Data shown:

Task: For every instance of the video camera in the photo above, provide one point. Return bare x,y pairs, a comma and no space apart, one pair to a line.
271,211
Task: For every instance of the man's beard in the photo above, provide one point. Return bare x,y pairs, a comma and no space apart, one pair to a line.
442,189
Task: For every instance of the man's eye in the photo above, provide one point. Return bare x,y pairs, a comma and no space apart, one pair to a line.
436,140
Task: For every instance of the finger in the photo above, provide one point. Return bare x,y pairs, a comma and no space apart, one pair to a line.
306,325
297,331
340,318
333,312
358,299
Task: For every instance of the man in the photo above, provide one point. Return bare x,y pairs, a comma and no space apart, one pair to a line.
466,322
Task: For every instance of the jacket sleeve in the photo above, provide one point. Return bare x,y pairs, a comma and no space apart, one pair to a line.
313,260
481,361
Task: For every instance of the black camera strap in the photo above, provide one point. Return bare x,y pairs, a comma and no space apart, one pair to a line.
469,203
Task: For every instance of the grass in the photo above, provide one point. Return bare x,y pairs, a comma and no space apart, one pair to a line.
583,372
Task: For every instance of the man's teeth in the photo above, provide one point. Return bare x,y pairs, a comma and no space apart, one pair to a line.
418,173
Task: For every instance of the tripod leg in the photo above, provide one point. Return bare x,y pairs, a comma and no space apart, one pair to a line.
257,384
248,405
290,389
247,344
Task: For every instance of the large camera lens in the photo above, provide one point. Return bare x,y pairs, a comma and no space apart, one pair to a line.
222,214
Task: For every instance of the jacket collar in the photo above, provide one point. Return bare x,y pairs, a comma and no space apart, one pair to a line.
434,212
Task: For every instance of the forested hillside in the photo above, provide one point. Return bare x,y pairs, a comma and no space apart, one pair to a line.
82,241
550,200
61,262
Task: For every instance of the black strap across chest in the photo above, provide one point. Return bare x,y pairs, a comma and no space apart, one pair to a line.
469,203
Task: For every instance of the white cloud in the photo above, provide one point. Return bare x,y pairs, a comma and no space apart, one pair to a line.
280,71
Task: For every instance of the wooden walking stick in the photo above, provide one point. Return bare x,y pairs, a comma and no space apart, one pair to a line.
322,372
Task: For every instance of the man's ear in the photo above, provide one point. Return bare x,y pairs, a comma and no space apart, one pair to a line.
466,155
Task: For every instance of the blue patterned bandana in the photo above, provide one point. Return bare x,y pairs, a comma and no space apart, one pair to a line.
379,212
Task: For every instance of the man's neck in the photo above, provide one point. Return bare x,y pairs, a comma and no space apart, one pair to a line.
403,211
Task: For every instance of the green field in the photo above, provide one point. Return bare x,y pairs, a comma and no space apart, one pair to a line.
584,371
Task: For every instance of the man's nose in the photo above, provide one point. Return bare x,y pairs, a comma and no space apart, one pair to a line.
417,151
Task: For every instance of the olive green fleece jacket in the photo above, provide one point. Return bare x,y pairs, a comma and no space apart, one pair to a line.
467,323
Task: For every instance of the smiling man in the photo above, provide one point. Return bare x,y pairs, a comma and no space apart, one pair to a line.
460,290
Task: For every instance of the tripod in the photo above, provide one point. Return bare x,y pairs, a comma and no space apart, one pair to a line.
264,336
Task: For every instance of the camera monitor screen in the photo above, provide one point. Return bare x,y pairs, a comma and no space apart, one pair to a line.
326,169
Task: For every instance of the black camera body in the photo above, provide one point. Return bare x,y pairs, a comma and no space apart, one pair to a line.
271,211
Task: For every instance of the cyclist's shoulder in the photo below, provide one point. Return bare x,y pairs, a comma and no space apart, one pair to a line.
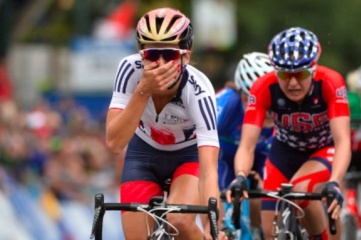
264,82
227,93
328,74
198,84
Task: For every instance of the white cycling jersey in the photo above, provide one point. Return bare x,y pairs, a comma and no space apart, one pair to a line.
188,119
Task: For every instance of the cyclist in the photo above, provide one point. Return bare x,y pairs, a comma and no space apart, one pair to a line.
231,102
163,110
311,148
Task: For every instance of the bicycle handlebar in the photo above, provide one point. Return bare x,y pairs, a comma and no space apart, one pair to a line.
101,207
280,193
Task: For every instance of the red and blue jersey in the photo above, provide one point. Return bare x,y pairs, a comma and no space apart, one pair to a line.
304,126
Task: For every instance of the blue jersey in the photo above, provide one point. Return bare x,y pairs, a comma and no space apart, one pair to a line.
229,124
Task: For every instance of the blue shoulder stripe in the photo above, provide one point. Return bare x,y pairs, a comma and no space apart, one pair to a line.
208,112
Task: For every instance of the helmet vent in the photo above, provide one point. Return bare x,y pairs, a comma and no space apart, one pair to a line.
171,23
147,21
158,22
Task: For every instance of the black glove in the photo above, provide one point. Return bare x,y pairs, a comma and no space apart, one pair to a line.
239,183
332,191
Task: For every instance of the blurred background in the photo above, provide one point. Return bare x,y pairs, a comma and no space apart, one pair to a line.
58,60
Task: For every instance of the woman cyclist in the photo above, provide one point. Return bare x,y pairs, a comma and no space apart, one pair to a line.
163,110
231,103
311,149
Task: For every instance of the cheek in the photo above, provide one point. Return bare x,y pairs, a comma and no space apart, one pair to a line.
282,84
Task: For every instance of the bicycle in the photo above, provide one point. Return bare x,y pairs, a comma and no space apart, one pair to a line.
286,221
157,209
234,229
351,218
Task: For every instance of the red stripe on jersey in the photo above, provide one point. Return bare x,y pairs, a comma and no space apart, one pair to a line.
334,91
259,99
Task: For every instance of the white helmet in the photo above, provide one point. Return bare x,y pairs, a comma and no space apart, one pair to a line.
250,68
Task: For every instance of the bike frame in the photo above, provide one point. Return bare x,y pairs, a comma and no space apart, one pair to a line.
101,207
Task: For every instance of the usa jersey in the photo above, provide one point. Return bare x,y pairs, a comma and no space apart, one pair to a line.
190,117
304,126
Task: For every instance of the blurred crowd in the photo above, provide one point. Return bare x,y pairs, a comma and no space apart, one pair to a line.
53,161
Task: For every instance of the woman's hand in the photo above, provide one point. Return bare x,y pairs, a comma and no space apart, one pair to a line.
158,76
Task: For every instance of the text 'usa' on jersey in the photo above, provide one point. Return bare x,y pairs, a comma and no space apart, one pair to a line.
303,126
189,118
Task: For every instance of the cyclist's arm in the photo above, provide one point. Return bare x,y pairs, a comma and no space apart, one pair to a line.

...

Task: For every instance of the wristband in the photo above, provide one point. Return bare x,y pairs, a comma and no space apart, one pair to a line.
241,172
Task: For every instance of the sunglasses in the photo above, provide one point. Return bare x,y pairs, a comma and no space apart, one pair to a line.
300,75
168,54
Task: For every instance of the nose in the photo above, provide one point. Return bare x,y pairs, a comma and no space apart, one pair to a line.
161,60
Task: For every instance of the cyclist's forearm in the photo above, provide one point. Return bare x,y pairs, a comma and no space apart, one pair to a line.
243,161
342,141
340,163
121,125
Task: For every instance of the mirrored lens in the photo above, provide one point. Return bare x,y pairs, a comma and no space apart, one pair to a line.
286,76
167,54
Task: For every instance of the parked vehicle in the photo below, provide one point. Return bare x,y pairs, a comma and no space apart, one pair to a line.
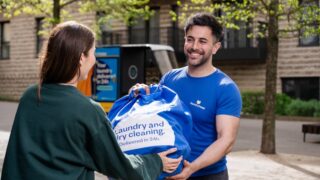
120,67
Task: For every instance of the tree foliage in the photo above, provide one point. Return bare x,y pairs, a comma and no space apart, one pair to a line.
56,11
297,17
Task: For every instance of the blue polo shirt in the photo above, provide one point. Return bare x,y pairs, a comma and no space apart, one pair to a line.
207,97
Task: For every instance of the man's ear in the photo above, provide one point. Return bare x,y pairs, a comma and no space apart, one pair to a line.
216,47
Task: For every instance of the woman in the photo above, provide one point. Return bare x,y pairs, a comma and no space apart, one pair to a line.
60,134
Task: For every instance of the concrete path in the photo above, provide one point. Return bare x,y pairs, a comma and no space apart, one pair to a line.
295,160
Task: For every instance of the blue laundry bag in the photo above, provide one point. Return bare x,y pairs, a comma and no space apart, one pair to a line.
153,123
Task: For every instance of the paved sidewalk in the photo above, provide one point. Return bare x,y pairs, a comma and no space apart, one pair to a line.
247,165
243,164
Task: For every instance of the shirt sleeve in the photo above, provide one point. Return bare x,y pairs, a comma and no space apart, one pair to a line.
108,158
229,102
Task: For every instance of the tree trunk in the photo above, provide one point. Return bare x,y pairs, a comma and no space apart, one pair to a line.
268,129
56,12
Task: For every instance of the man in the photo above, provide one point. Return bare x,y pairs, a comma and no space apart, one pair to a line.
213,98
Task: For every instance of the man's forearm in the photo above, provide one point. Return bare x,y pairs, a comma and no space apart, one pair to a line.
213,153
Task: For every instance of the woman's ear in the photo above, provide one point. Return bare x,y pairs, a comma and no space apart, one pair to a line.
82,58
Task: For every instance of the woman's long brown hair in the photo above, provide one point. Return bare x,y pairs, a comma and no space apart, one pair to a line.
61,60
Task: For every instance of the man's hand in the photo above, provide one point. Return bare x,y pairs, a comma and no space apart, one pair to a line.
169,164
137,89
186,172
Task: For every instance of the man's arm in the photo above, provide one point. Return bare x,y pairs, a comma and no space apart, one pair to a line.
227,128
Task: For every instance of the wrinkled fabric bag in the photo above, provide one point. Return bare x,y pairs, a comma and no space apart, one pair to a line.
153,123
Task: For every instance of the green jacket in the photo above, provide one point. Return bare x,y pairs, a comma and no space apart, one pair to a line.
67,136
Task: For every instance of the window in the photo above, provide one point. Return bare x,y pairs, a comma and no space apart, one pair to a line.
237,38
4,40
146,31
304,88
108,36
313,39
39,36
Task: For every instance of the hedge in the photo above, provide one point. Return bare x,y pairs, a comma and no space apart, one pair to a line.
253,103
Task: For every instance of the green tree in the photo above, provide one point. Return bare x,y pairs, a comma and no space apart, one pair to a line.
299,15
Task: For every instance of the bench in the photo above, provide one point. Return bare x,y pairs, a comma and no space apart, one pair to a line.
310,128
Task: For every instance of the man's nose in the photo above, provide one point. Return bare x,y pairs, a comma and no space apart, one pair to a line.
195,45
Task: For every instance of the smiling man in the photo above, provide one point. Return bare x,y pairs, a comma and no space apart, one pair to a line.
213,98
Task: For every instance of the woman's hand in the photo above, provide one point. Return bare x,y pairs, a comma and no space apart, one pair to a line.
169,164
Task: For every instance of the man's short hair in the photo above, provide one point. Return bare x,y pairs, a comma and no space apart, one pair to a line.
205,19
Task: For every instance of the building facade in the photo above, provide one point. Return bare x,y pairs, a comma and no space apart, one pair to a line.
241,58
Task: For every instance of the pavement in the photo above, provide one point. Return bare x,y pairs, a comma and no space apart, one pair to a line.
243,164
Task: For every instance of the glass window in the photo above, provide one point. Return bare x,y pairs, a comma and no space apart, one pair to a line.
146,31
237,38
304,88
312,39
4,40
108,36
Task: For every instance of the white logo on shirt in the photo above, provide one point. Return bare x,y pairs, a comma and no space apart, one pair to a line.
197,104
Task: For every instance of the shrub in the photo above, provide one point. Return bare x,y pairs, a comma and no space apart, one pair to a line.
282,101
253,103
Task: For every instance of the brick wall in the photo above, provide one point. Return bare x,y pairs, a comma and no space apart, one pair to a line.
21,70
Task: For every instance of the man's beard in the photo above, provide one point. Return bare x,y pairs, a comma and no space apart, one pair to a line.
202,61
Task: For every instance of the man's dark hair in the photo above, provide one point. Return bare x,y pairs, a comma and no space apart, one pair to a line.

Aim: Convert the lines from the one containing "Task: For every instance of the usa" through the one containing "Task: For every instance of the cyclist's arm" into a Markdown table with the columns Index and Line. Number each line and leave out any blank lines.

Written solution:
| Index | Line |
|---|---|
| 1 | Task: For every instance of the usa jersey in the photo above, provide one point. Return bare x,y pairs, a comma and no space apart, one pair to a line. |
| 2 | 190,117 |
| 3 | 304,126 |
| 4 | Task: For every instance of the blurred crowd in the photo above, provide one point. Return bare x,y pairs, a comma and no space apart, one pair to a line. |
| 5 | 53,161 |
| 6 | Task: For every instance of the woman's hand in the photo above, provide one point. Return bare x,y pairs, a comma and no space apart, one pair to a line. |
| 7 | 158,76 |
| 8 | Task: For every instance of the text 'usa' on jersey in the photo above, provide one point. Return bare x,y pairs, a comma and no space apart, one pair to a line. |
| 9 | 303,126 |
| 10 | 189,118 |
| 11 | Task: For every instance of the cyclist's arm in the photo above, provide one point. Return bare x,y pairs, a comma and no space apart, one pair to a line. |